■ Extrait fourni ■
● ● ● ● ●

Une des causes de la préférence qu'on donna en Arménie aux langues étrangères était les défauts de l'ancien alphabet arménien, et, jusqu'à la formation du nouveau, c'est-à-dire jusqu'au V siècle, elles étaient en usage public, surtout le syrien, le grec et le persan. Cependant, dès le commencement mêmé du II siècle de notre ère, sous le règne paisible d' Ardachès II, l'élément national prenait le dessus dans notre littérature; la poésie venait une seconde fois prendre son essor du trône même: un des fils du roi, son ministre du palais, Verouyr, était un poète distingué, et peut-être le chef de ceux qui composèrent la grande épopée arménienne, qui chanta et les temps heureux d'Ardachès, et les prouesses de son généralissime, Sembat l'homme brave, Այրաքաջ. Il ne nous reste que de fort maigres fragments et quelques détails de ces fictions pleines de vivacité.

Tandis que les descendants d'Ardachès continuaient en Arménie leur faveur à de tels travaux, en Perse la dynastie des Sassanides renouvelait l'ancien régime et la religion des Mages. Cette dynastie, ennemie implacable de celle des Arsacides qu'elle extirpa de la Perse, parvint à la chasser momentanément de l'Arménie, en y détruisant tout ce qui tenait du grec ou de l'arménien, et en y introduisant la doctrine et les lois de Zoroastre, jusq'à ce que le grand Terdat, après longues années d'exil, d'épreuves et de luttes, rétablit tous les droits de sa nation, sur laquelle heureusement il régna encore 40 ans, pendant lesquels il la porta à un degré de progrès et de lumières que jamais elle n'avait atteint et qu'elle conserva toujours. S'il ne fut pas le premier roi chrétien, il fut le premier grand roi chrétien qui coopéra et réussit à faire de son peuple une nation entièrement chrétienne avant toutes les autres.

● ● ● ● ●

■ Consignes à suivre ■
A. Dans l'extrait sur la littérature arménienne, remplacez « fictions » par « récits », puis réécrivez le passage qui va de « Une des causes » jusqu'à « pleines de vivacité. » inclus.
B. Selon l'extrait sur la littérature arménienne, pendant combien d'années Terdat régna-t-il encore sur sa nation après en avoir rétabli les droits ?

■ Données disponibles ■
● ● ● ● ●

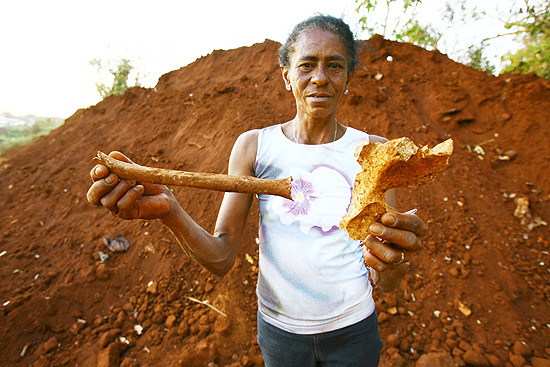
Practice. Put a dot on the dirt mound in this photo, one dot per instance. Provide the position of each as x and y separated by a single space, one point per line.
479 294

● ● ● ● ●

■ Corrigé par tâche ■
A.
Une des causes de la préférence qu'on donna en Arménie aux langues étrangères était les défauts de l'ancien alphabet arménien, et, jusqu'à la formation du nouveau, c'est-à-dire jusqu'au V siècle, elles étaient en usage public, surtout le syrien, le grec et le persan. Cependant, dès le commencement mêmé du II siècle de notre ère, sous le règne paisible d' Ardachès II, l'élément national prenait le dessus dans notre littérature; la poésie venait une seconde fois prendre son essor du trône même: un des fils du roi, son ministre du palais, Verouyr, était un poète distingué, et peut-être le chef de ceux qui composèrent la grande épopée arménienne, qui chanta et les temps heureux d'Ardachès, et les prouesses de son généralissime, Sembat l'homme brave, Այրաքաջ. Il ne nous reste que de fort maigres fragments et quelques détails de ces récits pleines de vivacité.

B. Il régna encore 40 ans.